■ Work to complete ■
**1.** In the forum excerpt about log-likelihood in Rstan, which package was the log-likelihood calculation copied from?
**2.** Continue the forum thread about log-likelihood in Rstan from its last line.

■ Source extract ■
I think you should not sum all the log-likelihood for each participant, cause each participant differs a lot. If you use a matrix[T,N] to store the likelihood and then submit it to loo package, the k diagnostic values would be much better.

Thanks for your answer!! I’m not an expert in using Rstan. And the way i calculate log-likelihood was copied from other package hBayesDM.

Hence, would you please explain more about the difference of two log-likelihood calculation protocols? Is it because the loo package is more suitable for a log-likelihood matrix[T,N]?

■ Record excerpts ■

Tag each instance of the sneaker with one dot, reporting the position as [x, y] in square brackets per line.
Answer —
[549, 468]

* * *

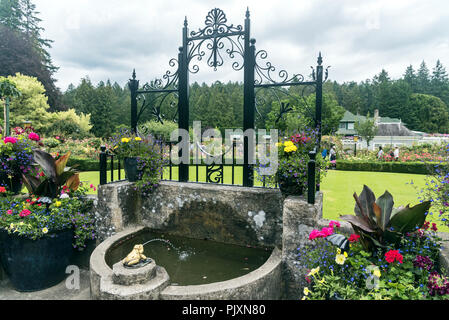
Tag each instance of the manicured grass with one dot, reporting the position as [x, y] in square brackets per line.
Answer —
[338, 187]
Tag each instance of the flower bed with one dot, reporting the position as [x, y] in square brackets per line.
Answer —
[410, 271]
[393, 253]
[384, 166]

■ Responses for each task ■
**1.** hBayesDM

**2.**
The way that hbayesdm does is called leave one group out cross validation(LOGO). Usually, PSIS is not suitable for LOGO. You can check this post: [Cross-validation for hierarchical models](https://Cross-validation for hierarchical models). I guess the reason that habyesdm adopted this method is models that are included in this package are mainly reinforcement learning models which assume a time-dependent relationship between each trial, surely you can not perform simple leave one trial out CV for these models.